• [Task to complete]
Copy every row below word for word, leaving the pictures out of your answer.
-- -- --
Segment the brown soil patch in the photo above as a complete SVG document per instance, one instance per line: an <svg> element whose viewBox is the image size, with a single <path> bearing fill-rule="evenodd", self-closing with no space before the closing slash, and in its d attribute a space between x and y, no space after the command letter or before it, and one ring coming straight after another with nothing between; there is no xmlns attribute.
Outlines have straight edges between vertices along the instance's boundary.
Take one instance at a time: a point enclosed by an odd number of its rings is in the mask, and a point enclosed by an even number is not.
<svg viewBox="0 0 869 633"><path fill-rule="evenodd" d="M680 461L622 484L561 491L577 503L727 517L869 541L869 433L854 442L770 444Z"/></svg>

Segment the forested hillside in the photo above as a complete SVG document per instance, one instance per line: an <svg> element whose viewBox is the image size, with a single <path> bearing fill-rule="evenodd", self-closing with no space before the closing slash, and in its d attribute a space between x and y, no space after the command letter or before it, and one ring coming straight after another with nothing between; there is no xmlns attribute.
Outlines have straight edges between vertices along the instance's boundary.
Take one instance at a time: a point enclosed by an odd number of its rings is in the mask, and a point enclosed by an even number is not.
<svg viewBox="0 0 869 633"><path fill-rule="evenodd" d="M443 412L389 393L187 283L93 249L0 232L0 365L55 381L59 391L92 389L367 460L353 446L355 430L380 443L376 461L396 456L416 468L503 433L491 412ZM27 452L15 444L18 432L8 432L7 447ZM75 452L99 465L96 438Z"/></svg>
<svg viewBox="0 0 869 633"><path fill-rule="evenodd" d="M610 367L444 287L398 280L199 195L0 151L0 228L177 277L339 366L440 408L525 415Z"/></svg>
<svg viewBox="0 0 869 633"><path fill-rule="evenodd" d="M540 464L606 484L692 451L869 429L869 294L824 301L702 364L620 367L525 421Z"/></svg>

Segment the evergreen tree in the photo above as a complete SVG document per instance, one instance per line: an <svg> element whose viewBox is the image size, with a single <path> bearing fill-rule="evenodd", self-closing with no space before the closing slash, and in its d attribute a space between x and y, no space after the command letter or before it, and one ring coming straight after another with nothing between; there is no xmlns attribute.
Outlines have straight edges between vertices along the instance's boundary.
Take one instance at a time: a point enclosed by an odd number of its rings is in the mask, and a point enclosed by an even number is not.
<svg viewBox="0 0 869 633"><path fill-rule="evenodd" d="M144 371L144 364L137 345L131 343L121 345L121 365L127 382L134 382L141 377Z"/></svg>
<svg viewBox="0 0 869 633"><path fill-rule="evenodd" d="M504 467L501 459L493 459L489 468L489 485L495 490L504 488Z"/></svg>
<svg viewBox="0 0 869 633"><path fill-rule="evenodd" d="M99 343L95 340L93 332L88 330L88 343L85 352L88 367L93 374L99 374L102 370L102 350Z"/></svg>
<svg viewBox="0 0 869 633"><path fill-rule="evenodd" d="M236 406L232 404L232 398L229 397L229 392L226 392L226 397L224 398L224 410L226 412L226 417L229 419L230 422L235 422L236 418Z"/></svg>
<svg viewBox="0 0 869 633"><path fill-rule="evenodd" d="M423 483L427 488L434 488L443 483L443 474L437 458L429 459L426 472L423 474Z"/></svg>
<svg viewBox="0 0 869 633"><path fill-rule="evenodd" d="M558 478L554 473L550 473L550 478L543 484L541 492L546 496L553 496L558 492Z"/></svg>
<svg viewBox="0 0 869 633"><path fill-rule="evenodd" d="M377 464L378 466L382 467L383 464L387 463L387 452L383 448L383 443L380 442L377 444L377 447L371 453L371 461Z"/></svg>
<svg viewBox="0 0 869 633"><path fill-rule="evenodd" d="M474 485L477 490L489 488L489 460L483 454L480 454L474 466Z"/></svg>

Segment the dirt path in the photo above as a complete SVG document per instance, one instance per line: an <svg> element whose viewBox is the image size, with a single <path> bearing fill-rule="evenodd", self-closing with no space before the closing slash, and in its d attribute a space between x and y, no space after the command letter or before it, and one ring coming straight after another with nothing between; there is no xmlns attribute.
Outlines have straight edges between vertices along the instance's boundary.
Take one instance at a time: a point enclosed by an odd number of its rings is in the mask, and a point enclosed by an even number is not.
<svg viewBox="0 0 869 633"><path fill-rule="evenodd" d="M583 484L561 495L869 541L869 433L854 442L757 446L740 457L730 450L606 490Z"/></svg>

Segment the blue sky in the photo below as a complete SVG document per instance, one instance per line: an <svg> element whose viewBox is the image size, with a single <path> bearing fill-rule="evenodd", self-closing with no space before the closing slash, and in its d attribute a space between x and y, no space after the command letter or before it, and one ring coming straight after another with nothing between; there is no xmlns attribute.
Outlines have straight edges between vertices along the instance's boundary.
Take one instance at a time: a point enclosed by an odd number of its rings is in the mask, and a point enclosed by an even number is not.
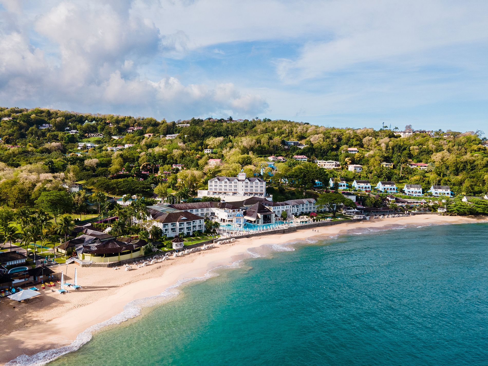
<svg viewBox="0 0 488 366"><path fill-rule="evenodd" d="M0 0L0 104L488 130L488 3Z"/></svg>

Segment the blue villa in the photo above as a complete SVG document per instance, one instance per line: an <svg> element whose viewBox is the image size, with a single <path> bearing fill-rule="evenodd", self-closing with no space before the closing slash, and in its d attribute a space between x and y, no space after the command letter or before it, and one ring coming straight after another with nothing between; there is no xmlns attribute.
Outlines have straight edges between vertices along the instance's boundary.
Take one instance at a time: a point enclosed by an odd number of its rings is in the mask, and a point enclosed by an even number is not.
<svg viewBox="0 0 488 366"><path fill-rule="evenodd" d="M376 184L375 188L382 192L386 192L388 193L396 192L396 185L395 182L389 181L380 181Z"/></svg>

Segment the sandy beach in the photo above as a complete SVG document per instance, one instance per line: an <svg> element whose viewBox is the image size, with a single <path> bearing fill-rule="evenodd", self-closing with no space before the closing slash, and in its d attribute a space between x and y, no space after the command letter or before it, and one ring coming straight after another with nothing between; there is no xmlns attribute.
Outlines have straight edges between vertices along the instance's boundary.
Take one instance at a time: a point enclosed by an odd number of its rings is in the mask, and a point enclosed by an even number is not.
<svg viewBox="0 0 488 366"><path fill-rule="evenodd" d="M25 354L67 346L90 326L120 313L124 305L138 299L159 295L185 279L204 276L209 270L228 265L249 256L248 250L264 244L283 244L312 237L331 236L350 229L385 228L389 225L486 222L479 218L420 215L375 219L283 235L265 235L241 239L169 261L125 271L110 268L67 265L67 281L72 279L75 267L83 289L66 294L40 289L41 296L19 303L5 298L0 303L0 364ZM318 230L318 231L317 231ZM56 270L65 272L67 266ZM54 268L53 268L54 269ZM59 285L56 288L59 288Z"/></svg>

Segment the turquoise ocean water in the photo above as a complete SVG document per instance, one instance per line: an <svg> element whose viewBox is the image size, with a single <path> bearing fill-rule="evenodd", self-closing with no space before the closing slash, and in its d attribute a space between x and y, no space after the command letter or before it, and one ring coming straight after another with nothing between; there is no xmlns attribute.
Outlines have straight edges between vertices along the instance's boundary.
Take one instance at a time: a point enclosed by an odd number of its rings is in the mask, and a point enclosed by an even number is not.
<svg viewBox="0 0 488 366"><path fill-rule="evenodd" d="M468 224L295 245L49 365L487 365L487 238Z"/></svg>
-- -- --
• [Exercise output]
Segment the brown soil patch in the photo above as a complete SVG document per instance, one instance per line: an <svg> element whose viewBox is the image size, with a single <path> bearing fill-rule="evenodd", self-closing with no space before the closing slash, and in its d attribute a space between x and y, no space after the command letter or before it, and one ring coming straight after another with nothing between; there is no xmlns attribute.
Outlines have straight edges between vertices along the instance's boundary.
Take one instance at a time: a point enclosed by an odd number of its rings is in the mask, and a point enclosed by an even number is not.
<svg viewBox="0 0 869 633"><path fill-rule="evenodd" d="M680 461L622 484L561 491L577 503L727 517L869 541L869 433L854 442L770 444Z"/></svg>

Segment the forested hillside in the photo above as a complete SVG document per instance, one instance per line: an <svg> element whose viewBox is the image size, with a single <path> bearing fill-rule="evenodd", self-closing with no space before the closing slash, and in its d attribute a space between x and y, no space after the command letter or before it, and one ring coming straight after another with nothing between; there is no xmlns attribute.
Outlines have straight edges between vertices along the instance's boundary.
Take one instance at a time: a point enclosed by an odd number of its rings is in the mask, and a point enclosed by an even number is not.
<svg viewBox="0 0 869 633"><path fill-rule="evenodd" d="M443 412L389 393L187 283L93 249L0 232L0 365L55 381L59 391L92 389L367 460L353 446L355 430L380 443L376 461L396 456L416 468L503 433L491 412ZM27 452L15 444L18 432L8 432L7 447ZM75 452L99 465L96 438Z"/></svg>
<svg viewBox="0 0 869 633"><path fill-rule="evenodd" d="M610 367L444 287L398 280L199 195L0 151L0 228L177 277L339 366L440 408L525 415Z"/></svg>
<svg viewBox="0 0 869 633"><path fill-rule="evenodd" d="M540 464L606 484L692 451L869 429L869 294L824 301L702 364L620 367L525 421Z"/></svg>

Segment the evergreen tree in the photo above as a complete SVG document per instance, one instance per line: an <svg> element whose viewBox is the image size, with a single <path> bearing fill-rule="evenodd", self-closing with no space before the closing slash, and in its d attribute a space between x and y, no space after the command letter or before it, and one ring coming straight after another with nothing between; there is no xmlns attribute.
Outlines have straight edges between vertices along the instance's boundary.
Take one instance at a time: a point enclosed by an odd number of its rings is in the mask, and a point enclosed by an even number is not.
<svg viewBox="0 0 869 633"><path fill-rule="evenodd" d="M144 371L144 364L137 345L131 343L121 345L121 365L127 382L134 382L141 377Z"/></svg>
<svg viewBox="0 0 869 633"><path fill-rule="evenodd" d="M504 467L501 459L493 459L489 468L489 485L495 490L504 488Z"/></svg>
<svg viewBox="0 0 869 633"><path fill-rule="evenodd" d="M99 343L95 340L93 332L88 330L88 343L85 352L88 367L93 374L99 374L102 370L102 350Z"/></svg>
<svg viewBox="0 0 869 633"><path fill-rule="evenodd" d="M236 406L232 404L232 398L229 397L229 392L226 392L226 397L224 398L224 410L226 412L226 417L229 419L230 422L235 422L236 418Z"/></svg>
<svg viewBox="0 0 869 633"><path fill-rule="evenodd" d="M423 483L427 488L434 488L443 483L443 474L437 458L429 459L426 472L423 474Z"/></svg>
<svg viewBox="0 0 869 633"><path fill-rule="evenodd" d="M558 478L554 473L550 473L550 478L543 484L541 492L546 496L553 496L558 492Z"/></svg>
<svg viewBox="0 0 869 633"><path fill-rule="evenodd" d="M377 464L378 466L382 467L383 464L387 463L387 452L383 448L383 443L380 442L377 444L377 447L371 453L371 461Z"/></svg>
<svg viewBox="0 0 869 633"><path fill-rule="evenodd" d="M474 485L477 490L489 488L489 460L483 454L480 454L474 466Z"/></svg>

Segment the dirt path in the photo above as a complete SVG document per instance, one instance per line: an <svg> element whose viewBox is the image size, with a single <path> bearing fill-rule="evenodd", self-closing with no space before the closing slash, and in its d attribute a space between x and y, no space after the command letter or before it, and one ring coming straight after another with nothing between; there is no xmlns attribute.
Outlines have straight edges between vertices along the instance's boundary.
Take one instance at a time: a point enclosed by an odd number of its rings is in the mask, and a point enclosed by an even number is not.
<svg viewBox="0 0 869 633"><path fill-rule="evenodd" d="M583 484L561 495L869 541L869 433L854 442L757 446L740 457L730 450L606 490Z"/></svg>

Segment the blue sky in the photo below as a complete SVG document per instance, one instance per line: an <svg> element whose viewBox is the image size, with a single <path> bearing fill-rule="evenodd", self-closing with no space before the closing slash, and in its d attribute a space between x and y, no space after the command letter or before it, and one ring coming straight after another with nothing between; there is no xmlns attribute.
Outlines have straight edges between vertices along the instance's boundary.
Take one instance at a time: a point enclosed by an odd number of its rings is in the mask, and a point enclosed by an even number is not.
<svg viewBox="0 0 488 366"><path fill-rule="evenodd" d="M0 0L0 104L488 130L488 3Z"/></svg>

Segment the blue villa in the photo above as a complete SVG document per instance, one instance per line: an <svg> element whose viewBox is the image size, with a single <path> bearing fill-rule="evenodd", self-closing with no space before the closing slash, and in its d attribute a space between x and y, no space after the command letter or before it, and one ring coming straight after another with nothing between; there is no xmlns attribute.
Outlines have straight edges between vertices along the instance's boundary.
Take one instance at a time: a point enclosed by an odd number of its rings is in the mask, and a point enclosed by an even number is not.
<svg viewBox="0 0 488 366"><path fill-rule="evenodd" d="M376 184L375 188L382 192L386 192L388 193L396 192L396 185L395 182L389 181L380 181Z"/></svg>

Segment the sandy beach in the photo above as a complete SVG document per instance, one instance per line: an <svg> element whose viewBox is the image size, with a single <path> bearing fill-rule="evenodd", self-closing with no space before the closing slash, and in its d attribute a space between x and y, no space after the command letter or before it, and one ring coming straight after another with nothing between; there is no xmlns attribute.
Outlines have straight edges between vertices along the instance's boundary.
Take one instance at a time: a point enclosed by an odd number of its rings is in the mask, and a point enclosed by an even number is not.
<svg viewBox="0 0 488 366"><path fill-rule="evenodd" d="M25 354L67 346L90 326L120 313L124 305L138 299L159 295L185 279L204 276L209 270L228 265L249 256L248 250L264 244L283 244L312 237L331 236L350 229L385 228L389 225L486 222L479 218L420 215L375 219L283 235L265 235L241 239L169 261L125 271L110 268L67 265L67 281L72 279L75 267L83 289L66 294L40 289L41 296L19 303L5 298L0 303L0 364ZM318 230L318 231L317 231ZM56 270L65 272L67 266ZM54 268L53 268L54 269ZM59 285L56 288L59 288Z"/></svg>

Segment the turquoise ocean water in the photo above as a complete SVG document per instance, one instance per line: an <svg> element whose viewBox is the image size, with a single <path> bearing fill-rule="evenodd", self-closing with no space before the closing slash, and in its d attribute a space between x and y, no space after the command letter or before it, and one ring coming straight after another with nothing between; there is no xmlns attribute.
Outlines have straight edges between vertices along the instance's boundary.
Take one instance at a time: a point enclosed by an odd number of its rings is in the mask, and a point enclosed by an even number is not.
<svg viewBox="0 0 488 366"><path fill-rule="evenodd" d="M468 224L295 245L49 365L487 365L487 238Z"/></svg>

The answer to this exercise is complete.